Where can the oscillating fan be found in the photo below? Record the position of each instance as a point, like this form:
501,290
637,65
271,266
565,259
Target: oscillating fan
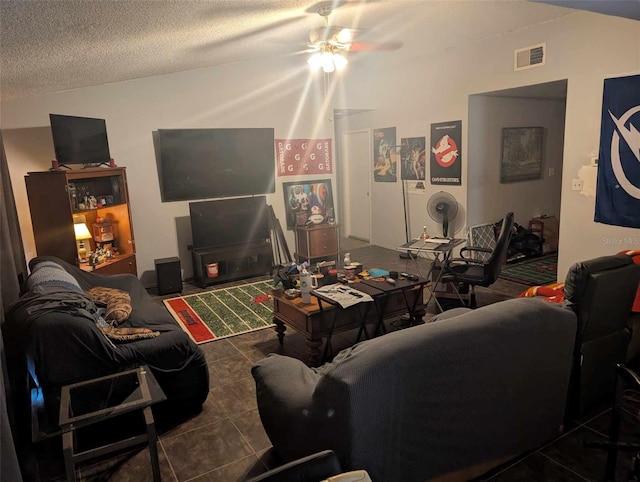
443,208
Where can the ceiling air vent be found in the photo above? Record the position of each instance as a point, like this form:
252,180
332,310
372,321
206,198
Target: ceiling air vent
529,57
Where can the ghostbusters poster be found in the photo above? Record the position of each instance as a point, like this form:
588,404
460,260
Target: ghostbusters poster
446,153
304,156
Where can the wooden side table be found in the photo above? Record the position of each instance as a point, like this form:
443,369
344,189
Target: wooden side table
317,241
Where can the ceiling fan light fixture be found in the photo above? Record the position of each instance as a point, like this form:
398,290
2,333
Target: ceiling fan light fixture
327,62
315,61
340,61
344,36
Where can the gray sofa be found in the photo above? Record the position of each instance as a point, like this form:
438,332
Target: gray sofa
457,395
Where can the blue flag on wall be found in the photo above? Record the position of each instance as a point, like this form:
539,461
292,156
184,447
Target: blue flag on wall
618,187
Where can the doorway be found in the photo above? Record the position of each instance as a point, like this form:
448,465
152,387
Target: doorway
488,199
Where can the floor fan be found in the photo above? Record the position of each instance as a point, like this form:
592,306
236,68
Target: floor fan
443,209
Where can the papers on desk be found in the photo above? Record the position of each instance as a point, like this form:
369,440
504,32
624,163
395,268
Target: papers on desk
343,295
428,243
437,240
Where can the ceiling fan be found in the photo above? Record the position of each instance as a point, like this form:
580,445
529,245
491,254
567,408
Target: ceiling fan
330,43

--

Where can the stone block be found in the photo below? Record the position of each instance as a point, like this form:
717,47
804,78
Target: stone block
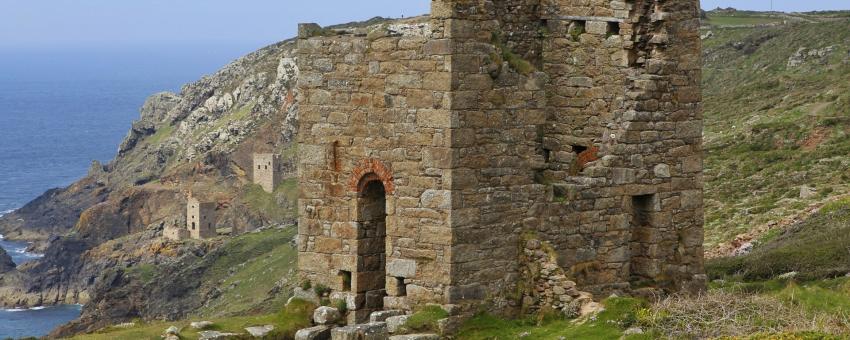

---

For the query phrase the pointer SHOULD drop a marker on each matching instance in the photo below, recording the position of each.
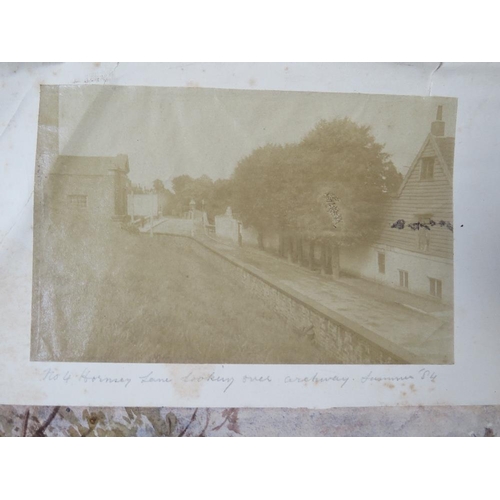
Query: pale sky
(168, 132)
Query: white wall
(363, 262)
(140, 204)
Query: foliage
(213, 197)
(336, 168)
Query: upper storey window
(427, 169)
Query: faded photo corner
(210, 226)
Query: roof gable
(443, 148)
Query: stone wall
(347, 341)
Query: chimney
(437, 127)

• Exercise prompt: Whenever a line of the data contains "above", it counts; state how many such lines there are, with nothing added.

• Reply to the exercise: 10